» **SELECTION**:
begin
Posted by Tracey Duffy on Wednesday 24 September 2014
Jisc Digital Media All Rights Reserved
Creativity was the name of the game at the recently attended Creative Citizens Conference held at The Royal College of Art, bringing together a varied programme of speakers all engaged with projects involving ways for communities, individuals, education and government bodies to be part of a creative process enhanced through technological innovation. The Creative Citizens project began work in 2012 and it's research question is how does creative citizenship generate value for communities within changing media landscape and how can this pursuit of value be intensified, propagated and sustained?
One keynote speaker was Geoff Mulgan, Chief Executive of Nesta, as well as visiting professor at LSE, UCL, Melbourne and regular lecturer at the China Executive Leadership Academy, who opened the conference with asking what a truly creative society could look like. The important theme highlighted was the role of innovation and the importance of engaging those communities who would not normally consider their importance as innovators or have access to facilities and tools to be able to innovate. To help with this, there has been a spread of open innovation and prizes. An example of this was the Longtitude Prize 2014, supported by Nesta. Further information can be found on the website.This has also extended to data held by public bodies being made available for teams to develop useful projects and has resulted in the Open Data Challenge for Education. One such project is the Smart Citizen Kit, which enables individuals to measure environmental data, which is uploaded onto the platform and shared globally to inform decision making process around cities. Innovation has also spread to the Arts and Media, with such projects as the Hybrid Mobile App for the Royal Opera House, allowing users to engage with opera via their mobile device and the Talking Statues project from the University of Leicester, which involves QR codes on statues around London bringing the statue to life via actors recordings as the person represented. One important aspect is the development of methods to engaged communities in change via innovative ideas, Raising Your voice: Digital Storytelling to Create Change and Hyperlocal Media are just two examples.
end
» **SUPPLIED ENTRIES**:
begin
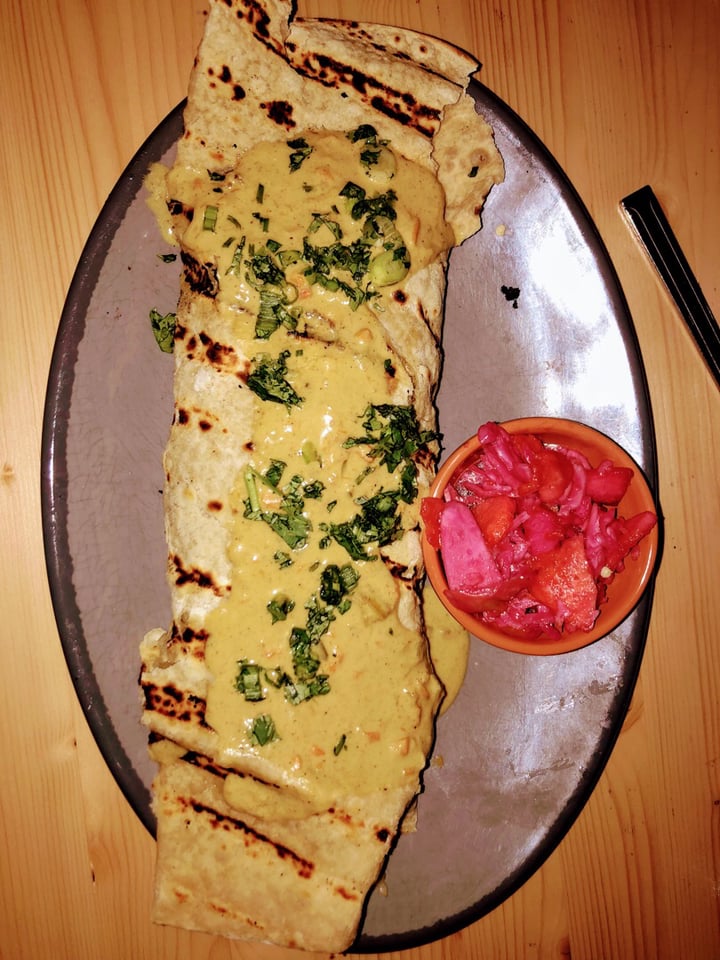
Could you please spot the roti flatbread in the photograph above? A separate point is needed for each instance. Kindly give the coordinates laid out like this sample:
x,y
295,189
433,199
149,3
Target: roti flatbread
x,y
325,172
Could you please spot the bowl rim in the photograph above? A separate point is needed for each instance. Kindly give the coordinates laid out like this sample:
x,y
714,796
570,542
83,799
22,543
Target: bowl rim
x,y
644,565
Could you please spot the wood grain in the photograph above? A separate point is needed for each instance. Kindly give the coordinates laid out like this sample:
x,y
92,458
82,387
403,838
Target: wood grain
x,y
622,92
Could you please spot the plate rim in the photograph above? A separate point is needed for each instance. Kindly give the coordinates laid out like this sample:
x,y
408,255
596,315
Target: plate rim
x,y
54,485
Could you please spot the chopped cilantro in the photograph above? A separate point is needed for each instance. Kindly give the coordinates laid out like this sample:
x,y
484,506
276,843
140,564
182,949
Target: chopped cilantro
x,y
279,608
267,380
392,434
248,681
263,730
377,523
301,150
163,327
337,582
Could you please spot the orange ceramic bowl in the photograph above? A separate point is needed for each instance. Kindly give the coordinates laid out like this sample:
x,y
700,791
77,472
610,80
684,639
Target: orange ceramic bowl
x,y
626,589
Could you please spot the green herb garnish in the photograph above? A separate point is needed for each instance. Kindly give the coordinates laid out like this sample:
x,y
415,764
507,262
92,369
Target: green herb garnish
x,y
263,730
267,380
248,681
279,608
163,327
301,150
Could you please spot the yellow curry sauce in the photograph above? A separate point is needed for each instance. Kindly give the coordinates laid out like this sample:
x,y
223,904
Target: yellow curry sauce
x,y
319,685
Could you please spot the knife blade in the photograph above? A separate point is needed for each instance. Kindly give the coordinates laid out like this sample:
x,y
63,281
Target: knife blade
x,y
656,235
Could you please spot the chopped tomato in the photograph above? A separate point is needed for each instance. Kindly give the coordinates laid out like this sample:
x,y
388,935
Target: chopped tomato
x,y
530,535
468,562
430,510
564,581
607,483
494,516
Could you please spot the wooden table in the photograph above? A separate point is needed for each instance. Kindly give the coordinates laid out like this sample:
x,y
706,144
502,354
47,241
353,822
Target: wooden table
x,y
622,93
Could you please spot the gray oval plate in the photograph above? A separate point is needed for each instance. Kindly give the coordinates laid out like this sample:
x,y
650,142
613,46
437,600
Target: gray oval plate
x,y
528,736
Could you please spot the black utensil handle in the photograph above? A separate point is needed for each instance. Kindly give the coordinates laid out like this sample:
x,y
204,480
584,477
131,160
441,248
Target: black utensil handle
x,y
655,232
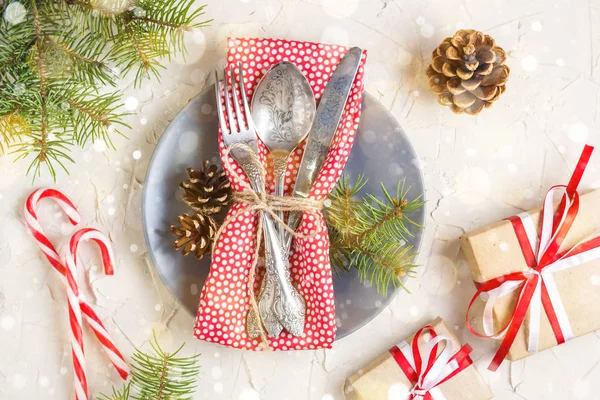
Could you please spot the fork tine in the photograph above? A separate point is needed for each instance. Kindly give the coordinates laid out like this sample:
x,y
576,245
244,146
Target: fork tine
x,y
219,106
232,125
236,99
244,98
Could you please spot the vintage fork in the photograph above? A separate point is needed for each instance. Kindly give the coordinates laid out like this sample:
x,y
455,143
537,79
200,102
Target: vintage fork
x,y
284,306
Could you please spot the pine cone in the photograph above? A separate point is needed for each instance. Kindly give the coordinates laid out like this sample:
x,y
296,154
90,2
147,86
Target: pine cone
x,y
195,234
208,190
467,72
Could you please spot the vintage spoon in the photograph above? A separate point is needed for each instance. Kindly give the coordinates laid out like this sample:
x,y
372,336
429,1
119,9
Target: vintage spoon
x,y
283,110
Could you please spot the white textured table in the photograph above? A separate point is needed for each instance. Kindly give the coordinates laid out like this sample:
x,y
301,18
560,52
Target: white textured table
x,y
477,171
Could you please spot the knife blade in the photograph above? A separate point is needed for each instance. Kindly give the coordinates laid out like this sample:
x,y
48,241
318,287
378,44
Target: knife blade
x,y
329,113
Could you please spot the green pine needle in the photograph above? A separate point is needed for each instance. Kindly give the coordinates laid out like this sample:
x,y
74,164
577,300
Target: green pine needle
x,y
370,235
157,375
54,63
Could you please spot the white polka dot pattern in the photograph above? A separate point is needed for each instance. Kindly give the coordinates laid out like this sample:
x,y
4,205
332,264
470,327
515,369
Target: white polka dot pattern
x,y
224,301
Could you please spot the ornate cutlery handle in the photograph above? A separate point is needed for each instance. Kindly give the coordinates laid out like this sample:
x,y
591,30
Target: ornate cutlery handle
x,y
289,305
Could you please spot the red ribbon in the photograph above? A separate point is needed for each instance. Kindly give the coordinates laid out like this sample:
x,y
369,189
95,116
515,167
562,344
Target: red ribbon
x,y
531,277
417,375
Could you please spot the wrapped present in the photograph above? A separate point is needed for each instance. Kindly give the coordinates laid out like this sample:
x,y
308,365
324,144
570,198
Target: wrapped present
x,y
533,271
431,365
226,296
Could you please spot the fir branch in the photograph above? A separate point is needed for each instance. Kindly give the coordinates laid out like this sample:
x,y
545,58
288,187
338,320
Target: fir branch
x,y
41,70
53,61
371,235
157,375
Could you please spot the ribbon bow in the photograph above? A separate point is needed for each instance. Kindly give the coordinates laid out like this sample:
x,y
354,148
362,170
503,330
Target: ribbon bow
x,y
535,286
437,369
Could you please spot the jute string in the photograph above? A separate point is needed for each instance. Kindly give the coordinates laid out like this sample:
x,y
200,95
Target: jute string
x,y
260,203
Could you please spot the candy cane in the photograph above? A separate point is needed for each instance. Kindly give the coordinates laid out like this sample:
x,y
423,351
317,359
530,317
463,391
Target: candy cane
x,y
74,295
52,255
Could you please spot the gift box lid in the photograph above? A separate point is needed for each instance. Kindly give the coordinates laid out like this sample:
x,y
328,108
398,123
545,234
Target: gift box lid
x,y
384,379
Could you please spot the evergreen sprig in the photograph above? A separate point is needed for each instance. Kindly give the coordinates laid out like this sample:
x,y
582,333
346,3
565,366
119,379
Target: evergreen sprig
x,y
370,235
157,375
56,58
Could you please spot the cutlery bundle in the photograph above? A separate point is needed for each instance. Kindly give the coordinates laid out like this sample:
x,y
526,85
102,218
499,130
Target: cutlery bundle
x,y
290,305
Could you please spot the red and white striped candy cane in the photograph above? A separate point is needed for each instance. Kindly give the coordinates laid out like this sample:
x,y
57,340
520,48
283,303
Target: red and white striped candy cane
x,y
55,260
74,295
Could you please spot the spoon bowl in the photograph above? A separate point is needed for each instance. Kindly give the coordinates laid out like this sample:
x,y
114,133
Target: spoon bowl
x,y
283,108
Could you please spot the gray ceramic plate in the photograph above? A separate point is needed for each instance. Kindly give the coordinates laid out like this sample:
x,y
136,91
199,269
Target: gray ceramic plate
x,y
382,152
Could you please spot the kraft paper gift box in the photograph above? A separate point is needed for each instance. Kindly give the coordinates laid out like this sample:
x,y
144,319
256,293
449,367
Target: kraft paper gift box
x,y
384,379
494,251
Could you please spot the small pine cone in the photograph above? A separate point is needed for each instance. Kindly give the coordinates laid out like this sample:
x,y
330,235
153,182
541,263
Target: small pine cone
x,y
467,72
195,234
208,190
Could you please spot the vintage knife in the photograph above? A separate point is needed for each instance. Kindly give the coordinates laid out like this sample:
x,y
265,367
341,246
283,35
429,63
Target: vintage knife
x,y
324,128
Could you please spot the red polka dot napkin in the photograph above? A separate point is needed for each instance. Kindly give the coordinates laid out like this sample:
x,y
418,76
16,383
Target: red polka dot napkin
x,y
224,302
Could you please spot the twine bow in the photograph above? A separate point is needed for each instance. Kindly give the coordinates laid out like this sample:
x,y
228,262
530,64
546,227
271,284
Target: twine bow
x,y
260,203
535,286
437,369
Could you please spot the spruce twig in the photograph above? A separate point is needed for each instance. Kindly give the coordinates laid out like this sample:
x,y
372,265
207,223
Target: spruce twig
x,y
158,375
53,61
370,235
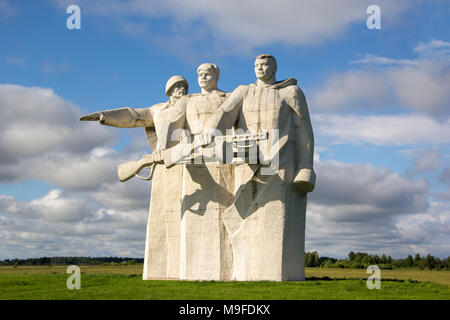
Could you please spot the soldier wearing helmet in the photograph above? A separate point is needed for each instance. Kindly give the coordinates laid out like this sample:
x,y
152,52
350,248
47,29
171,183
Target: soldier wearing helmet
x,y
161,258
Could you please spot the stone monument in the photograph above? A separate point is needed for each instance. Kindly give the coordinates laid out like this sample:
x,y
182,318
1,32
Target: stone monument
x,y
232,204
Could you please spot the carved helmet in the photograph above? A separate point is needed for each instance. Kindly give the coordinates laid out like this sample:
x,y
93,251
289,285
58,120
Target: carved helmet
x,y
173,81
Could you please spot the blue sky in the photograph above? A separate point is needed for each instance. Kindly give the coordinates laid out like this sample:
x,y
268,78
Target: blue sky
x,y
379,103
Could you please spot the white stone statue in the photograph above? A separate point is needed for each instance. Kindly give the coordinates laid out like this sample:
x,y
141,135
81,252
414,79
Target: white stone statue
x,y
266,222
233,220
206,190
161,258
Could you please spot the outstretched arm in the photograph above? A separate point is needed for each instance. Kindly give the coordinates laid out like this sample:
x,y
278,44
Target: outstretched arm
x,y
123,117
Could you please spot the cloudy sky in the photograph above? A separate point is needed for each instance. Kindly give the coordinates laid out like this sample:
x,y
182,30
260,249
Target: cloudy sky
x,y
379,102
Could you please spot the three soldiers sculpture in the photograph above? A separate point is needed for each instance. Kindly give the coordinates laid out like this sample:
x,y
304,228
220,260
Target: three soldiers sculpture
x,y
230,176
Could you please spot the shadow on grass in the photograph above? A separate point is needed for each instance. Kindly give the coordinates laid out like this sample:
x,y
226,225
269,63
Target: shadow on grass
x,y
360,279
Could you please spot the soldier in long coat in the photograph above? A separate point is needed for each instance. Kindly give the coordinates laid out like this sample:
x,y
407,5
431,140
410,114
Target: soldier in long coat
x,y
162,246
266,222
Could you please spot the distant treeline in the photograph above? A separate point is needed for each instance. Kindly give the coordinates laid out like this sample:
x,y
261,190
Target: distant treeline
x,y
358,260
43,261
361,260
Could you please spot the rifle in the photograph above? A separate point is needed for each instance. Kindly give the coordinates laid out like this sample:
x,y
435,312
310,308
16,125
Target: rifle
x,y
184,153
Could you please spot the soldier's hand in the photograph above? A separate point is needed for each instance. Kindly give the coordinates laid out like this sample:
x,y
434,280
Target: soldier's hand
x,y
157,156
96,116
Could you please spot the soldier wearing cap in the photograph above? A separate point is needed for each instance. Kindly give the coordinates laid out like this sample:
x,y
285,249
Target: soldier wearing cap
x,y
162,251
205,246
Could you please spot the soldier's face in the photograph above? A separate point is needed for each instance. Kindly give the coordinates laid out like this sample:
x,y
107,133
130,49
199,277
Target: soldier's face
x,y
178,90
207,80
263,69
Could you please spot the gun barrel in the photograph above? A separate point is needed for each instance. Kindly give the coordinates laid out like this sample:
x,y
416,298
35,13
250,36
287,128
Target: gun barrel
x,y
129,169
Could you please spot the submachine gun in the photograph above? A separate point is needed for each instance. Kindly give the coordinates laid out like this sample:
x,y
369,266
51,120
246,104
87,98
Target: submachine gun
x,y
224,149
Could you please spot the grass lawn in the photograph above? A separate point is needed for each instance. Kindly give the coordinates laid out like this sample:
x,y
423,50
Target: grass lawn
x,y
124,282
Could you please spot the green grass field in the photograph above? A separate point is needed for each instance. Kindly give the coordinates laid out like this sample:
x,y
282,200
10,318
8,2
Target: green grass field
x,y
124,282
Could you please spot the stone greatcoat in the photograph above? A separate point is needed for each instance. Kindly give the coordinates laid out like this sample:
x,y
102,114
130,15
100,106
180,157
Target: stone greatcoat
x,y
205,252
162,245
266,222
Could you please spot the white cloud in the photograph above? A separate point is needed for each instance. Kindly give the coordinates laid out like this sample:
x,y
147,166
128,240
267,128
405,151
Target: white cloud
end
» **WHAT THE TASK ASKS**: Write a continuation of the post about the Creative Citizens Conference, picking up after its final sentence. The data has no connection to the conference post.

» **ANSWER TO THE TASK**:
One big area of engagement in the development of creative citizens and innovation is in schools. Studio Schools are beginning to spring up, where the students curriculum involves working in teams on projects with business and NGO's linked to real world examples, rather than traditional teaching and learning. Each student has a personal coach and Brazil is the first non UK school to follow this model. Another important point highlighted was the need to make innovation easy for people to be involved in. Nesta have worked with 30 organisations across the world on the DIY: Development Impact and You project, which has resulted in an innovative tool called the Fast Idea Generator. A Chinese language version as just been released in August 2014.
But in what areas do the public want innovation to be prioritised. Nesta commissioned a survey this year, which not surprisingly showed that Healthcare was the priority for public money to be spent on in terms of research and development. In reality, however, military is in fact the top spend.
Nesta are now developing an online magazine and app, which showcases stories of innovation, with the first theme being Re: i.e Reinvention, Reinterpreting, Remixing and Reuse of old ideas and are interested in contributions.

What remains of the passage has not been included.